WORK TO COMPLETE —
1. From the court opinion, list every full calendar date it mentions.
2. List every line of the records that contains the string "window".

SOURCE TEXT —
· · ·

Donald M. KINSELLA, Plaintiff,
v.
BOARD OF EDUCATION OF CENTRAL SCHOOL DISTRICT NO. 7 OF the TOWNS OF AMHERST AND TONAWANDA, ERIE COUNTY and Ewald B. Nyquist, Commissioner of Education of the State of New York, Defendants.
Civ. No. 1973-187.
United States District Court, W. D. New York.
February 19, 1974. As Amended February 20, 1974.*55 Bernard F. Ashe, and James R. Sandner, Albany, N. Y., for plaintiff.
Ohlin, Damon, Morey, Sawyer & Moot, Buffalo, N. Y. (James S. McAskill, Buffalo, N. Y., of counsel), Thomas L. David, Buffalo, N. Y., for Defendant Central School Dist. No. 7.
Louis J. Lefkowitz, Atty. Gen. of N. Y. (Douglas S. Cream, Asst. Atty. Gen., of counsel), for defendant Nyquist.
Before OAKES, Circuit Judge, HENDERSON, Chief District Judge, and CURTIN, District Judge.
JOHN O. HENDERSON, Chief District Judge:
The plaintiff in this action is a tenured school teacher who has been employed *56 by the defendant school board as a physical education and health education instructor for the past fourteen years. On March 1, 1973 the principal of the Senior High School of Sweet Home Central School District, where plaintiff is employed, filed charges against plaintiff with the defendant school board pursuant to provisions of section 3020-a subd. 1 of the Education Law of the State of New York. Those charges allege that on three separate occasions the plaintiff administered excessive corporal punishment to high school students. On March 5, 1973 the school board, acting pursuant to the same statute, made a finding that probable cause existed to support the charges. Plaintiff was notified in writing of the charges and of his right to a hearing before a three-member panel. Plaintiff requested that such a hearing be held, but prior thereto he filed this action, praying for a judgment declaring sections 3012 and 3020-a of the Education Law unconstitutional. Since plaintiff further seeks a permanent injunction against the operation of the above statutes, a three-judge panel was convened to hear argument.

· · ·

Object position labeling entries
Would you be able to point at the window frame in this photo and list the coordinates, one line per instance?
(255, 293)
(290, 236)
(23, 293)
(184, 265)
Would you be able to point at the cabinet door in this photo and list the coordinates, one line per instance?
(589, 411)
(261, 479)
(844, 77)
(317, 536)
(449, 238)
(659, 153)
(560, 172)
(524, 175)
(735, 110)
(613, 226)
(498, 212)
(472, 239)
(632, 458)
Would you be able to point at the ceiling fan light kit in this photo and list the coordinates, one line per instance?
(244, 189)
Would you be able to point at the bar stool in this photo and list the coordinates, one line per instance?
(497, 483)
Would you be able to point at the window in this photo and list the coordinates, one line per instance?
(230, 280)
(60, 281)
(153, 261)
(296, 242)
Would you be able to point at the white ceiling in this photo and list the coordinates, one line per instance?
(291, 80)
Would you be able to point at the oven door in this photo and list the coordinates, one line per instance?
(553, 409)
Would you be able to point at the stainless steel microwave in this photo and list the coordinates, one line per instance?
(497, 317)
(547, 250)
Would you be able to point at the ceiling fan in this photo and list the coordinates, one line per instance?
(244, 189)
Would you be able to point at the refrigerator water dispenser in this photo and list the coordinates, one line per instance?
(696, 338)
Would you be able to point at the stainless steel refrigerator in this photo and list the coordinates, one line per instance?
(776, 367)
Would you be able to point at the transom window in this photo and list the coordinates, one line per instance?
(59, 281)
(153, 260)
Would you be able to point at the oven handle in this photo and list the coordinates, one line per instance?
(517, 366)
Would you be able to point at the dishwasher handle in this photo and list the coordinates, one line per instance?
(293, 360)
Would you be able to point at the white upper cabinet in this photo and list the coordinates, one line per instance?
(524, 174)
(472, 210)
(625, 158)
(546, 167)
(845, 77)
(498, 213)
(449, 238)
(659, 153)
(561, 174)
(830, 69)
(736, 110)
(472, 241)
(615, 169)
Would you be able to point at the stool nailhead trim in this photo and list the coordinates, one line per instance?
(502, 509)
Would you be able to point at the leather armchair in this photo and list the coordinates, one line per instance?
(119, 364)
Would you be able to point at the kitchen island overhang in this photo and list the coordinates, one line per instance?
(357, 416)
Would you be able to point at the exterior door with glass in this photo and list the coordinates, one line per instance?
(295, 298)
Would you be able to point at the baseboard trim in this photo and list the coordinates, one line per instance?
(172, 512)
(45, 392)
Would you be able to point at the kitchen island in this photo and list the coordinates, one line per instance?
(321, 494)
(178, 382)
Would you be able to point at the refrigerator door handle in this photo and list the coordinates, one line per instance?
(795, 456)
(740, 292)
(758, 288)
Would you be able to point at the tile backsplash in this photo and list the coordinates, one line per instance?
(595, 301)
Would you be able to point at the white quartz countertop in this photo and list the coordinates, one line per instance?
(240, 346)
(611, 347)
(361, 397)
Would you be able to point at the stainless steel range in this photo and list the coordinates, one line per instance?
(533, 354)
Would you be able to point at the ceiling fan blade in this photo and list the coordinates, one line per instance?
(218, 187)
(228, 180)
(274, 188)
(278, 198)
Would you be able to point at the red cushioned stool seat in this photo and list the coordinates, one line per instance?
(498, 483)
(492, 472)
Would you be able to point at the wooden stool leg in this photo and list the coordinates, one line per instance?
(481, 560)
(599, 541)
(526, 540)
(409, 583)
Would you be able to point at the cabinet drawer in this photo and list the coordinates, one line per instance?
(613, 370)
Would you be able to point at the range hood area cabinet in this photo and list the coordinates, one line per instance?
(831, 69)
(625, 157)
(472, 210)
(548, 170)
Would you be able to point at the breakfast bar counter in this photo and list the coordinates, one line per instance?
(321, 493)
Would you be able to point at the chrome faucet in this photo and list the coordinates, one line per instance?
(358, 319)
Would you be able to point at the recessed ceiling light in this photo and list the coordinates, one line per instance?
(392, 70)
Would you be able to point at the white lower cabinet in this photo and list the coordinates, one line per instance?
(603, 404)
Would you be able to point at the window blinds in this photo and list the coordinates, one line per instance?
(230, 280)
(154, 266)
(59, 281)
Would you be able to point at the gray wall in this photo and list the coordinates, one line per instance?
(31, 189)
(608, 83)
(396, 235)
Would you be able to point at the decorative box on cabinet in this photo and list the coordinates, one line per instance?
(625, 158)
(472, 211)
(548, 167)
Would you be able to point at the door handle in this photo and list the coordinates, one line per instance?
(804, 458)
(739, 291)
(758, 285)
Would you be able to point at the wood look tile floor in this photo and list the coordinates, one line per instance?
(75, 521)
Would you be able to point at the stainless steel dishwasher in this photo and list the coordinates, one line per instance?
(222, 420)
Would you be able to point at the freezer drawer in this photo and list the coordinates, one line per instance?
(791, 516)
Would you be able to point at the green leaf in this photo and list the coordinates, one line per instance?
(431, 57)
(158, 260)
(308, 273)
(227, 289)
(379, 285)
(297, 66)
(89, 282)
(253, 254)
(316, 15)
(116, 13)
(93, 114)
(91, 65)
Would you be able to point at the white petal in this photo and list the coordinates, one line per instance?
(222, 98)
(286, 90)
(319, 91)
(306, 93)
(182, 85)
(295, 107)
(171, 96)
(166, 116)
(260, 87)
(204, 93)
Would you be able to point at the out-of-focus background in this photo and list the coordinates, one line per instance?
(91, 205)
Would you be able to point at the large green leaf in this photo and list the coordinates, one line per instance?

· · ·

ANSWERS BELOW —
1.
February 19, 1974
February 20, 1974
March 1, 1973
March 5, 1973

2.
Would you be able to point at the window frame in this photo and list the coordinates, one line per instance?
Would you be able to point at the window in this photo and list the coordinates, one line per instance?
Would you be able to point at the transom window in this photo and list the coordinates, one line per instance?
Would you be able to point at the window blinds in this photo and list the coordinates, one line per instance?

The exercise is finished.